> _The task_: Reproduce the listing verbatim.

> _Records for this task_:
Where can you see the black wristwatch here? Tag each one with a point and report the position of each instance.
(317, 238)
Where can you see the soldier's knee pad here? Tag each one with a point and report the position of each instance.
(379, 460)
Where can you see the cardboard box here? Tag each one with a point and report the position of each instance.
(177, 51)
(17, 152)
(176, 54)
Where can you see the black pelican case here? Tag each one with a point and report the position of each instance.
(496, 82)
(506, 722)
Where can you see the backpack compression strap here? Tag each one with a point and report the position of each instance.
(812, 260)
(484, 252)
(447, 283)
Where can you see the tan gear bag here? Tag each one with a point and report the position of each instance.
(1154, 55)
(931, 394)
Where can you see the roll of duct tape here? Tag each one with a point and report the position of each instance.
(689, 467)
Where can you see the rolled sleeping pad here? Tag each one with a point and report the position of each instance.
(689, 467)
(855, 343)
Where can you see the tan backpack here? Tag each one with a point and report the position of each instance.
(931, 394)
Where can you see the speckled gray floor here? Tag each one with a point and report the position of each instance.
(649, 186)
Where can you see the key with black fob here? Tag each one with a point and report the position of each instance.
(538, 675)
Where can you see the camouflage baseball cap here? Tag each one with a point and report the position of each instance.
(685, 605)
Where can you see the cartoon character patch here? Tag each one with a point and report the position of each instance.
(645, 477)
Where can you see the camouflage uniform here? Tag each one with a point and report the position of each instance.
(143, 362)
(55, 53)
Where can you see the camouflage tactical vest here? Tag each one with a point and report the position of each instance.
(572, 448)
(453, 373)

> _Answer for this exercise_:
Where can you see the black wristwatch here? Tag each one with a point and report the position of each instance.
(317, 238)
Where can you see the soldier's knee pad here? Tag each one with a point and report the position of each instance.
(379, 460)
Where can you see the cardboard box here? Tag each one with a point and report the position of each instance.
(177, 51)
(17, 152)
(176, 54)
Where can you see the black pelican case here? Tag each one with a point and report the position of each instance.
(496, 82)
(506, 722)
Where can you see the backpack compression strap here? Tag each one with a point and report the position of each instance.
(812, 260)
(484, 252)
(447, 283)
Where can you see the tan gear bag here? Tag each one with a point and report the position of each instance.
(1154, 55)
(931, 394)
Where can you see the roll of duct tape here? Tag each one with a point and report the position of each instance.
(689, 467)
Where can you see the rolled sleeping pad here? Tag each one with a point and report the position of each instance.
(689, 467)
(855, 343)
Where can you see the tan backpack here? Tag each one with a point and report the position of each instance.
(931, 394)
Where can you see the speckled gray floor here? Tag each one with a point and report the position of each instance.
(649, 186)
Where can you see the key with black fob here? Tag each one with a point and report the position of each instance.
(538, 675)
Where can you see the camouflage baseball cap here? Tag each one with a point and report the position of each instance.
(685, 605)
Where can you see the cartoon character patch here? Tag each one with a point and report the position of each instance.
(645, 477)
Where can you see the camouflage uniform here? Tag each one with a point and report the position of each instance.
(143, 362)
(55, 53)
Where can you see the camouflage tactical vest here? Tag each one with a point and report the position of each instance.
(572, 448)
(453, 373)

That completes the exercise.